GOAL
Collect every line of the records below that contains the word "statue".

___ EXERCISE INPUT

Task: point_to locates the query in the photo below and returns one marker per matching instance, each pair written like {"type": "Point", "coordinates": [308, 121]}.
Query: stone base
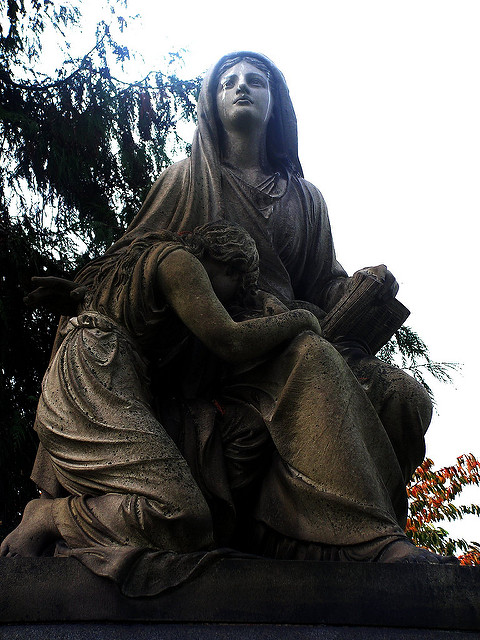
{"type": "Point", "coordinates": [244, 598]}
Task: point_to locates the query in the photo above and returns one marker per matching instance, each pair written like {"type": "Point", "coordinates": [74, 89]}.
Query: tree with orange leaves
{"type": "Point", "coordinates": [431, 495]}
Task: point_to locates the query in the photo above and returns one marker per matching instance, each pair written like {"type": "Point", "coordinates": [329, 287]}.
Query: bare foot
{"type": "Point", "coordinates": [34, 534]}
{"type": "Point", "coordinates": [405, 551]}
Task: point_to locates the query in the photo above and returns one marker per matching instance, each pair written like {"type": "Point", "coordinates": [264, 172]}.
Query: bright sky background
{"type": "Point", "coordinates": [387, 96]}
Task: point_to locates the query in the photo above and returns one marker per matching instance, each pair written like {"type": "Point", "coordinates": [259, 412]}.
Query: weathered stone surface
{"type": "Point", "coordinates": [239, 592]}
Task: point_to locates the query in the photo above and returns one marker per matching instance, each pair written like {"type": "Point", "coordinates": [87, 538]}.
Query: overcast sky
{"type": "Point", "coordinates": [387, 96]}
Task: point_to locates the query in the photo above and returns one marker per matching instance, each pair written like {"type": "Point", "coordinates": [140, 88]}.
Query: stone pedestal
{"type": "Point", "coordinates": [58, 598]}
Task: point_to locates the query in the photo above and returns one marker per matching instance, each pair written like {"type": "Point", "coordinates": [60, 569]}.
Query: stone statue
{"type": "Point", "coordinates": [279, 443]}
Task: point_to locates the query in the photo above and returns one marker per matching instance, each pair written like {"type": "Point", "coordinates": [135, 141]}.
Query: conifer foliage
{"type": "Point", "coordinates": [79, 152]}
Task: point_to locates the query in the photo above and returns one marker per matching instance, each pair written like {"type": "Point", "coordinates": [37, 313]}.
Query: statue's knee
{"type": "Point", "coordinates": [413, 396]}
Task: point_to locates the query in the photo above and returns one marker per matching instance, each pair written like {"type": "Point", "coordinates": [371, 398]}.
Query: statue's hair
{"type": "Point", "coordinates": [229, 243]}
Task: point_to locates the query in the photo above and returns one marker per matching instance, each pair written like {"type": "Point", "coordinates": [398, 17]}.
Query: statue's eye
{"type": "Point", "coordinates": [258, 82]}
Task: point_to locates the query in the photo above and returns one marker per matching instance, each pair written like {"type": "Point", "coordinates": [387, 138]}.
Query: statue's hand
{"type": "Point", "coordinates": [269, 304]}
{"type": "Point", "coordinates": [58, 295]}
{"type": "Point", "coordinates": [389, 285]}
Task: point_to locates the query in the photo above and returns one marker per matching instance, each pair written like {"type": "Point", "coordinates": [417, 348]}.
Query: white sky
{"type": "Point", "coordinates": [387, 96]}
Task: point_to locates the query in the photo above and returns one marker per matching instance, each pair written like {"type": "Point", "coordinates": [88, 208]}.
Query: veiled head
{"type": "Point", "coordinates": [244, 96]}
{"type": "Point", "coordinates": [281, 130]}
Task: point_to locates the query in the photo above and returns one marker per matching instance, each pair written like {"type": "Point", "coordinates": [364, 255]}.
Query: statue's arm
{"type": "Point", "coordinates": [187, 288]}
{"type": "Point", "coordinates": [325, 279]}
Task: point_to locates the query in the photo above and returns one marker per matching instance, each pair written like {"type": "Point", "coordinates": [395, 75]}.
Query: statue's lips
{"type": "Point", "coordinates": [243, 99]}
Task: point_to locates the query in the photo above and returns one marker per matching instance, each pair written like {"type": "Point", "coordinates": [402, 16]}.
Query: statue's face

______

SOLUTION
Query: stone statue
Query: statue's knee
Query: statue's hair
Query: statue's eye
Query: statue's hand
Query: statue's arm
Query: statue's lips
Query: statue's face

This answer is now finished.